Point annotation data:
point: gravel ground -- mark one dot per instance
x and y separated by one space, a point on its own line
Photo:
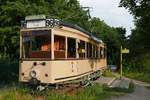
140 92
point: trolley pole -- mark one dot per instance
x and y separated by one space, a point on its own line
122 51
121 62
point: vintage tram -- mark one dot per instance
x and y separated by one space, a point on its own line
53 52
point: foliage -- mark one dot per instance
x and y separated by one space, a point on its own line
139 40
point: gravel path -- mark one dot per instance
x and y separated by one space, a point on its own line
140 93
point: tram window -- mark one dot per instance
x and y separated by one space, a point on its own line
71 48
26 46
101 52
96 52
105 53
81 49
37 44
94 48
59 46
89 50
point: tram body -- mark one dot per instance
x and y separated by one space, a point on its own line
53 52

--

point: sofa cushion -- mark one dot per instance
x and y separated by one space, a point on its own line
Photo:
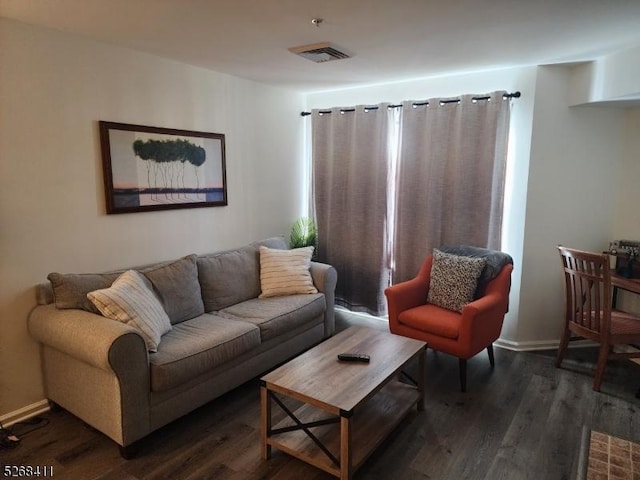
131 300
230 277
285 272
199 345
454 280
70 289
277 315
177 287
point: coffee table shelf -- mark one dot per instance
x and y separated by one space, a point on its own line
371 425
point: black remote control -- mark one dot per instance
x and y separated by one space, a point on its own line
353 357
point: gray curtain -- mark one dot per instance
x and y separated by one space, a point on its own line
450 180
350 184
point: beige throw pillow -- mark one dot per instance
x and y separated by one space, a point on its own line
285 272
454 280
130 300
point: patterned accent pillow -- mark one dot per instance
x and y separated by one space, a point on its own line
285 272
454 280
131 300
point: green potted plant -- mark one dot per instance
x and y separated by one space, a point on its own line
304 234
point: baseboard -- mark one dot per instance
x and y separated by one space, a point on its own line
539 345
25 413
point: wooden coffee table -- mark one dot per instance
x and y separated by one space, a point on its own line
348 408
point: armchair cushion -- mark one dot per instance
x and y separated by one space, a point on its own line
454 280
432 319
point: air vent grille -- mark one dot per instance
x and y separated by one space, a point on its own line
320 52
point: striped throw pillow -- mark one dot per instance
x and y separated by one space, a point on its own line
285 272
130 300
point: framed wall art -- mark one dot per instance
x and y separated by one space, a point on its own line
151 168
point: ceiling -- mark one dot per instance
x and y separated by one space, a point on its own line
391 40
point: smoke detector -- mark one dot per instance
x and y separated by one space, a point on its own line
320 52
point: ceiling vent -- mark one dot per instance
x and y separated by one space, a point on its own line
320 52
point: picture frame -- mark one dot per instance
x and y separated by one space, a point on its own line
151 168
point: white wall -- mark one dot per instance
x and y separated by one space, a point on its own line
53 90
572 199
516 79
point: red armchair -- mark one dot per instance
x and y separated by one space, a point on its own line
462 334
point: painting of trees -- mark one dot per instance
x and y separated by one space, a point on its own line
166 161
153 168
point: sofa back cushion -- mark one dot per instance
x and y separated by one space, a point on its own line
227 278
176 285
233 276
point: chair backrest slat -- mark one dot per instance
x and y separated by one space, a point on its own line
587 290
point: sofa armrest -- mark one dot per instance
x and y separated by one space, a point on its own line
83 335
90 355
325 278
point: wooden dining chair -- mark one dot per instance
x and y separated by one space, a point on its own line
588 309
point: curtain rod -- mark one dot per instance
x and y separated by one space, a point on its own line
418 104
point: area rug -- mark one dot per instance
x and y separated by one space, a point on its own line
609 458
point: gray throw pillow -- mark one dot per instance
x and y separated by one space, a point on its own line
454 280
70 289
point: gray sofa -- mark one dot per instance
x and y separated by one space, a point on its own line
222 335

§ WHAT THE TASK REQUIRES
Count how many lines in the data above contain the string "curtain", treating case as significant. Reply with the number alone.

§ WRITTEN REPLY
2